**Extract**
There are no accurate data available about the scope of the overseas Brazilian population. In Itamaraty, the authorities work with a sum of the estimates of the network of [consular] offices. The lack of a census of Brazilians abroad is not the only gap in the elements required for drawing up public policies on migration ... The irregular migratory status of a substantial proportion of Brazilians abroad increases the margin for error in these estimates, with the exception of Japan, where the predominantly regular migratory status of the Brazilians differs from that of other receiving countries ... There is also a certain lack of information in other respects, such as, for example, the volume and type of remittances, their geographical destination and economic use. Nor are there accurate data on the consequences of international migration on the communities of origin in Brazil or on women's participation in international migratory flows [authors' translation].

According to the compilation of data requested from Brazilian consulates, in 2005, there were 2.6 million Brazilians resident abroad (Firmeza, 2007:240-241). According to the latest figures, published by the Under-Ministry General of Brazilian Communities Abroad, in September 2009, there are estimated to have been 3 040 993 Brazilians living outside the country, 5 700 of which are resident in China (MRE, 2009).5

Dongguan and Guangzhou are the Chinese cities with the largest influx of Brazilian immigrants. These cities are located in the province of Guangdong, in areas known as special economic zones and ports open to foreign countries. This province currently has the largest volume of international business in China (Rigelo and Dos Santos, 2008). Guangzhou hosts the Canton Fair, the leading international business fair in China (Pomar, 2003).

**Recorded data**
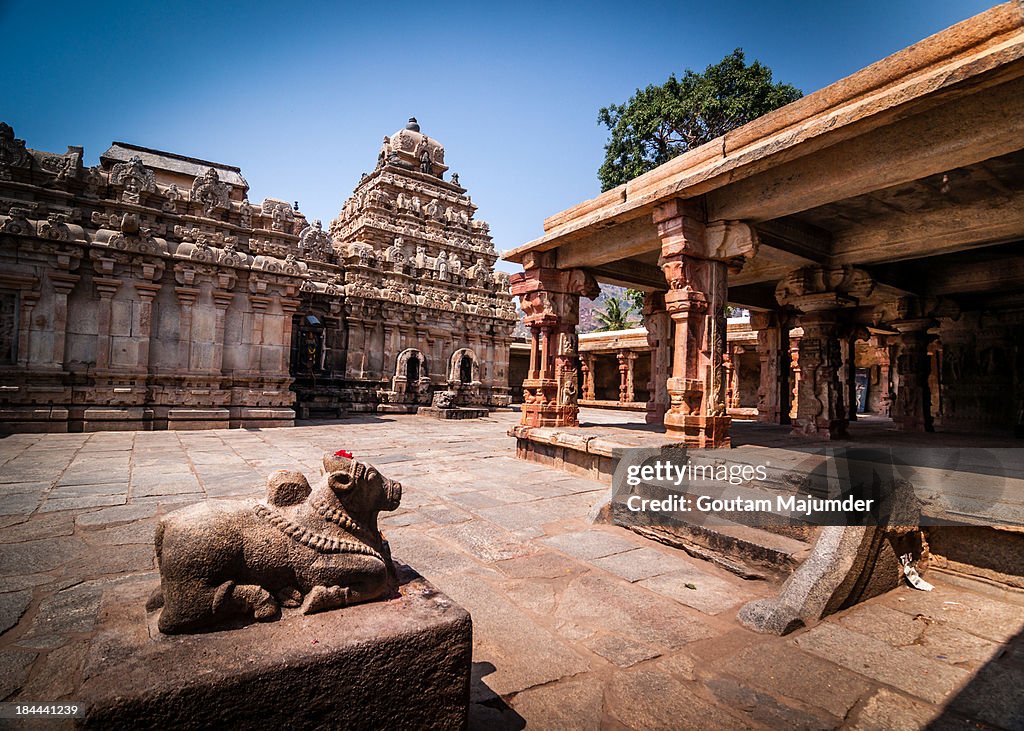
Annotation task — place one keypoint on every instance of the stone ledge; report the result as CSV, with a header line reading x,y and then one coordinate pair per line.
x,y
399,663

**Requirements**
A – According to the passage on Brazilians abroad, which trade fair does Guangzhou host?
B – List every work cited in parentheses in the passage on Brazilians abroad, with its author or body and year.
C – Carry on the passage on Brazilians abroad from its last sentence.

**Written answers**
A – The Canton Fair.

B – Firmeza (2007), MRE (2009), Rigelo and Dos Santos (2008), Pomar (2003)

C –
The following section deals with some of the aspects of sociability derived from the migratory experience: the motivation to emigrate and work, the reconfiguration of family ties and the place of communication technologies as the basis for the emigration project and settlement in the place of destination. Guided by these aspects, we then present the data from this research project, which attempts to provide a glance at Brazilian immigrants living in China and the projects involved in their migratory experiences.

 

Migration Project: Reasons for Emigrating, the Centrality of Work and Family Ties in Migration Projects

This research project studies 86 cases of Brazilians resident in China in the period from 2008 to 2009. The sample was defined by the criterion of heterogeneity regarding length of migration, sex, age range and marital status. The sample is not representative of the universe of Brazilian immigrants in China and was created using a network of mediations. In other words, on the basis of informants working in the footwear production region of Novo Hamburgo, we contacted Brazilian immigrants in China and conducted the first interviews on the basis of these contacts. We expanded the network of contact on the basis of information provided by the individuals studied. The cases were analyzed using two instruments: a questionnaire for profile analysis and interviews carried out in person or using voice over Internet protocols such as Messenger and Skype.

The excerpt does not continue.